Return every line below exactly as written.

Region pointing data
+ + + +

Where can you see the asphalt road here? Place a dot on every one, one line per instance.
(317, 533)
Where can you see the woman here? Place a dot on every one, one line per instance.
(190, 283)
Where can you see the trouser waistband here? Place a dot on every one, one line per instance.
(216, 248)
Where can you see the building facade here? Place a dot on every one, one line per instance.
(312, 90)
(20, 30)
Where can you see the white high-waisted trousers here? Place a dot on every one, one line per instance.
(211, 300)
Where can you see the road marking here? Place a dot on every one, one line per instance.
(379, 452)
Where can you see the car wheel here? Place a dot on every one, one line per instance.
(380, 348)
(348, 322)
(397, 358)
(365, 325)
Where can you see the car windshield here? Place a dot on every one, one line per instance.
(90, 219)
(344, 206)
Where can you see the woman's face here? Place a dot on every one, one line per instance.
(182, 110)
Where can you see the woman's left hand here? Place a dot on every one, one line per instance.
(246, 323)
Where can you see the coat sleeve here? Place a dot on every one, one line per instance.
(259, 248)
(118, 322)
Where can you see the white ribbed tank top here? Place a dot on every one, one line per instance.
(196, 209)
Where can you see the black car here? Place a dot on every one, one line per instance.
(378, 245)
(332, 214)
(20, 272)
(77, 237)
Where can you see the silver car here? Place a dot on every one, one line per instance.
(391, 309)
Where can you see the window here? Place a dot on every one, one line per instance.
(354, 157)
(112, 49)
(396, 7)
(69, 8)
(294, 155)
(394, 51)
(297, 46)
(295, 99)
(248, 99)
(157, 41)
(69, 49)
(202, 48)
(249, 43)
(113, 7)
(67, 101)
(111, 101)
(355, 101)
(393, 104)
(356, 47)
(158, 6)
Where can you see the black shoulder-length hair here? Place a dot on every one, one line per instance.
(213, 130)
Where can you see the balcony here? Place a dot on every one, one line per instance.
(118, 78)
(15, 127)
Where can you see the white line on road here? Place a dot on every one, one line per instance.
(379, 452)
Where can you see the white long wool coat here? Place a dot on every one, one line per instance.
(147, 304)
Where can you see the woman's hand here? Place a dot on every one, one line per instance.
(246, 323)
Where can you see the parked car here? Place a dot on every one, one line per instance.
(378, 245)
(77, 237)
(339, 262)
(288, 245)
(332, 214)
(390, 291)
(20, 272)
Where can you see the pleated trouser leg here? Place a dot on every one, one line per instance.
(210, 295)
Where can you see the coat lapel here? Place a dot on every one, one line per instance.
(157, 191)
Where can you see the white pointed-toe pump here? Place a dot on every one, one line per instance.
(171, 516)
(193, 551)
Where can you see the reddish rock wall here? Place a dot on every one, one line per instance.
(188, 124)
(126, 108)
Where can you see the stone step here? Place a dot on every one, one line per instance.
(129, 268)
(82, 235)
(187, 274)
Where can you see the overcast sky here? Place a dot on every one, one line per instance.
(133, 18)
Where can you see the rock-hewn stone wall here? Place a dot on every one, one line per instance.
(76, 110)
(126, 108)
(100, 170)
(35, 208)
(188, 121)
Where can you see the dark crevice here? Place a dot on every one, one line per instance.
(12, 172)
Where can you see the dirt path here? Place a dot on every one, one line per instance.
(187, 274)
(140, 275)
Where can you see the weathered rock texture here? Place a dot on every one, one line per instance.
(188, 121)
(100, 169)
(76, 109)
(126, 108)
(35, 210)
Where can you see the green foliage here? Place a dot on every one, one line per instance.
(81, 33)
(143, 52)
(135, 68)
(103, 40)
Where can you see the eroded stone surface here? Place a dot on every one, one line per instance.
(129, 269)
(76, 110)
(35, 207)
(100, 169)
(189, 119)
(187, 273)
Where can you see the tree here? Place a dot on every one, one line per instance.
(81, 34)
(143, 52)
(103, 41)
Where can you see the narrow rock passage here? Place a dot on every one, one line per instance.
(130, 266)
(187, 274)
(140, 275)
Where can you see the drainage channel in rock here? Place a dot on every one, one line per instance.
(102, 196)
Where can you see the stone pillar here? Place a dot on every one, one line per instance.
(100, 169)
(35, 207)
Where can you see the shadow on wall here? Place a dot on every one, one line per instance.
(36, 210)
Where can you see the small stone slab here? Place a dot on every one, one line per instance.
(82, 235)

+ + + +

**Completed task**
Where can you see the asphalt road here? Place a dot on every one, one line per instance.
(317, 533)
Where can you see the woman here? Place a dot on every one, one line per instance.
(190, 283)
Where can you see the trouser waistband here? Place a dot on every one, one line per instance.
(216, 248)
Where can you see the building facade here? Place a dot on every one, one line per instance.
(312, 90)
(20, 30)
Where can you see the white high-waisted trousers here? Place a dot on every one, one line per instance.
(211, 300)
Where can you see the road marking here? Place a dot on every one, one line per instance.
(379, 452)
Where can you see the car wheel here? Place a dot on every one, one line per instance.
(380, 348)
(348, 322)
(397, 358)
(365, 325)
Where can you see the car windshield here? Place a dot on every one, one line per instance.
(90, 219)
(344, 206)
Where can you see the woman's face here? Place a dot on every one, one line per instance.
(182, 110)
Where can you see the woman's left hand here? Place a dot on every one, one line per instance.
(246, 323)
Where can you see the coat sleeve here? Place a dot on every one, one line per instance.
(259, 248)
(118, 322)
Where can you see the white ribbed tank top here? Place a dot on every one, one line per instance.
(196, 209)
Where can you see the black car here? Place a dot on every one, one line per instance.
(378, 245)
(332, 214)
(20, 272)
(77, 237)
Where can you see the silver car here? Place a dot on every one, one line per instance.
(391, 309)
Where can you see the window here? Place a dot on every one, one line per instance.
(354, 157)
(112, 49)
(396, 7)
(69, 8)
(294, 155)
(394, 51)
(297, 46)
(295, 99)
(248, 99)
(157, 41)
(69, 49)
(202, 48)
(249, 43)
(113, 7)
(67, 101)
(111, 101)
(355, 101)
(393, 104)
(356, 47)
(158, 6)
Where can you see the black shoulder-length hair here? Place a dot on every one, one line per instance.
(213, 130)
Where can you see the balcony here? Place a dot on every one, one line per instance.
(118, 78)
(15, 127)
Where can you see the white line on road here? Place a dot on every one, one line per instance.
(379, 452)
Where can you see the white long wool coat here? Place a dot on every one, one line per instance.
(147, 304)
Where can you see the woman's hand here? Place a dot on every one, one line per instance.
(246, 323)
Where can you see the parked car here? Place a dot on every one, one line per instance.
(378, 245)
(77, 237)
(339, 262)
(288, 245)
(332, 214)
(390, 291)
(20, 272)
Where can you see the pleated trouser leg here? Place a dot on every one, one line per instance.
(210, 295)
Where can you see the coat lapel here? Place a dot on every one, one line per instance.
(157, 191)
Where can you see the white pointed-toe pump here? Place a dot on every one, one line per instance.
(171, 516)
(193, 551)
Where can you see the reddish rock wall here? Place a dot on every one, one line per instance.
(188, 124)
(126, 108)
Where can you see the stone step here? Place a dot on every one, one line per instance.
(129, 268)
(82, 235)
(187, 274)
Where can you see the overcast sky here? Place a dot on every one, one line per instance.
(133, 18)
Where can you see the rock-hewn stone wall here? Place a dot on every one, one line per instance.
(76, 110)
(126, 108)
(100, 170)
(35, 208)
(188, 121)
Where can you see the dark crevice here? Place a dot on every one, one line per instance.
(12, 172)
Where can you see the dirt path here? Place a dot on every one, one line per instance.
(187, 274)
(140, 275)
Where can you see the weathered rock texture here? Place a dot on every one, one line per instance.
(188, 121)
(100, 169)
(76, 109)
(126, 108)
(35, 210)
Where can you see the green foliage here? Place a dot on every one, one line per instance.
(81, 33)
(143, 52)
(135, 68)
(103, 40)
Where can you see the eroded stone surface here? Place a dot on every one, one line per instance.
(129, 269)
(76, 110)
(35, 207)
(100, 169)
(189, 119)
(187, 273)
Where can you see the tree here? Place a dot on every one, one line per instance.
(81, 34)
(143, 52)
(103, 41)
Where can you see the narrow rock passage here? Place a dot on every one, one line per instance.
(130, 266)
(187, 274)
(140, 275)
Where can you see the drainage channel in rock here? Place a dot on every one, one line per instance.
(102, 196)
Where can you see the stone pillar here? Place a dot on every one, one line per instance.
(100, 169)
(35, 207)
Where can you see the shadow on wall here? Place a dot on every one, one line per instance.
(36, 210)
Where can you see the small stone slab here? Place a dot on every one, one line per instance.
(82, 235)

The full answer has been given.